GIVEN RECORDS:
============

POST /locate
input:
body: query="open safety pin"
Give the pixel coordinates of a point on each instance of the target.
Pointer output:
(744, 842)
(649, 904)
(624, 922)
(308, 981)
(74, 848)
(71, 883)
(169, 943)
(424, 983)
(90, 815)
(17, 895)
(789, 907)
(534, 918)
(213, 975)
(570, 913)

============

WORK TO COMPLETE: Nothing in the entries may be left out; each line is to be output exactly.

RESPONSE AREA:
POST /locate
input:
body: query="open safety pin"
Give the pixel coordinates of a point on each instance of the target.
Pointer output:
(744, 842)
(649, 904)
(624, 922)
(308, 981)
(74, 848)
(71, 883)
(169, 943)
(424, 983)
(90, 815)
(17, 895)
(789, 907)
(534, 918)
(213, 975)
(570, 913)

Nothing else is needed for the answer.